● **ENTRIES**:

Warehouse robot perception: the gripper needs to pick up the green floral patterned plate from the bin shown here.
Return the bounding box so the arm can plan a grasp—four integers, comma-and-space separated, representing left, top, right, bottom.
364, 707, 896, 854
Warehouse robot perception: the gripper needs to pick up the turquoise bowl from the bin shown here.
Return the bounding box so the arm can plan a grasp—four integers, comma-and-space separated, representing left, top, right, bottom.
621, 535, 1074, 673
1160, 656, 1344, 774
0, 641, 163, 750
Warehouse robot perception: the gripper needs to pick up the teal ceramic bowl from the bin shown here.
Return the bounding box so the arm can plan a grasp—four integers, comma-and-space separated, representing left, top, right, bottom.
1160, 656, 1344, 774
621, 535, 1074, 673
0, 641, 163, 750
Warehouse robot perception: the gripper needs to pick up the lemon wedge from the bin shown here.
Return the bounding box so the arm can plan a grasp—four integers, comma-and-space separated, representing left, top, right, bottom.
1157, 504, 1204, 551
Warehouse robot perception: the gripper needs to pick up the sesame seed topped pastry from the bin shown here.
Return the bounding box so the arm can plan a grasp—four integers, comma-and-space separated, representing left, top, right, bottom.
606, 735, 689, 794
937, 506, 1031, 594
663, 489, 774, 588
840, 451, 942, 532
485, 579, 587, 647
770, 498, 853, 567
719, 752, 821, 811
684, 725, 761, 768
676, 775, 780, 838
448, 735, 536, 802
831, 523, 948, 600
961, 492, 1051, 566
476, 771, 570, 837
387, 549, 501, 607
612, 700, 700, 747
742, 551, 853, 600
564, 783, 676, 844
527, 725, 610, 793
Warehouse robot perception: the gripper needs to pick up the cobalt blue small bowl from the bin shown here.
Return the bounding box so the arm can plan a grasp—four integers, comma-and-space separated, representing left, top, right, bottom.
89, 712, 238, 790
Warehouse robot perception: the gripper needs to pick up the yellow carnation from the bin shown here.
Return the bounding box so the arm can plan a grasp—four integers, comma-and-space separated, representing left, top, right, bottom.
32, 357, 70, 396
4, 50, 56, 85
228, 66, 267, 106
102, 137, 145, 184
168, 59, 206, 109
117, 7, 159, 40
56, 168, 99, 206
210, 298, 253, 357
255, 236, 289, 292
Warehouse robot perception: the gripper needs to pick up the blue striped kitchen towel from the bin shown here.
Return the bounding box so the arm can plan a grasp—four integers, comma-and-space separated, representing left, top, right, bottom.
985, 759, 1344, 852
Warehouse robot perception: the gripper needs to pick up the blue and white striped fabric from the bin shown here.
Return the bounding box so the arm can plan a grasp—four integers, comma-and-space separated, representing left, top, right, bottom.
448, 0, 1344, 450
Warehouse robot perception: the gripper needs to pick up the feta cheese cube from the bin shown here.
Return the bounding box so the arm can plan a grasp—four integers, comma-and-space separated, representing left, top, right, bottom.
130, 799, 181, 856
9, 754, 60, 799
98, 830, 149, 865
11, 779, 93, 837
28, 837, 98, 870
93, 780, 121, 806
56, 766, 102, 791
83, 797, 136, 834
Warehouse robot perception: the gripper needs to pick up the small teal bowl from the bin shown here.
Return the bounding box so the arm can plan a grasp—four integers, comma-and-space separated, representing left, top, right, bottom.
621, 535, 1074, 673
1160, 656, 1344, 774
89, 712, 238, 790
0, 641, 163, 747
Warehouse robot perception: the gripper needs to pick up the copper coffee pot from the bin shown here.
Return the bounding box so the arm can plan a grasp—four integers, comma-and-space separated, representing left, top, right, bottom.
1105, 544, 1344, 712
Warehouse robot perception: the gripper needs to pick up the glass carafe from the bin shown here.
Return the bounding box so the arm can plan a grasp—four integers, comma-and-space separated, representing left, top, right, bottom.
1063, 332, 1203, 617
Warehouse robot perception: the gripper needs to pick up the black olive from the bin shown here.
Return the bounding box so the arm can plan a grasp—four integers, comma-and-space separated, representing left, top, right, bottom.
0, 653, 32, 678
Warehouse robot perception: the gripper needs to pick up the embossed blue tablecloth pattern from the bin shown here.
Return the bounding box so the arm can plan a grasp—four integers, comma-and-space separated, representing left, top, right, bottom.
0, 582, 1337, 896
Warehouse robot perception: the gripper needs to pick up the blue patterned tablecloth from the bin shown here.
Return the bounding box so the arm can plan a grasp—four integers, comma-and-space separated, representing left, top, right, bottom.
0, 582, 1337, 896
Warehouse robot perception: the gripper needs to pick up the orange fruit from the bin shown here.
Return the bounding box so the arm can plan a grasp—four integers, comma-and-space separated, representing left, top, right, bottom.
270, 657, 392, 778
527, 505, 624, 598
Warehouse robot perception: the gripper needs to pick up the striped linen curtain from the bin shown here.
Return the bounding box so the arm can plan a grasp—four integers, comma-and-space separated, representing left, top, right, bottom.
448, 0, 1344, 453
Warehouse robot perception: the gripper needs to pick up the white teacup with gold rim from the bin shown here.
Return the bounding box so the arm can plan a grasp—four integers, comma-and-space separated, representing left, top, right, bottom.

● **TASK OBJECTIVE**: Reproduce the listing lines between the one containing "carafe from the bin shown here." and the one containing "1063, 332, 1203, 617", inclusive, with all wording kept as is but each bounding-box coordinate in the answers scaled by 1.1 and rounded to a whole number, halves rounded up. Give only those lines.

● **SOLUTION TO THIS PROBLEM**:
Warehouse robot perception: the gripper needs to pick up the glass carafe from the bin shown here.
Return the bounding box so the arm can plan a grasp—four integers, comma-and-space separated, representing left, top, right, bottom.
1169, 365, 1323, 679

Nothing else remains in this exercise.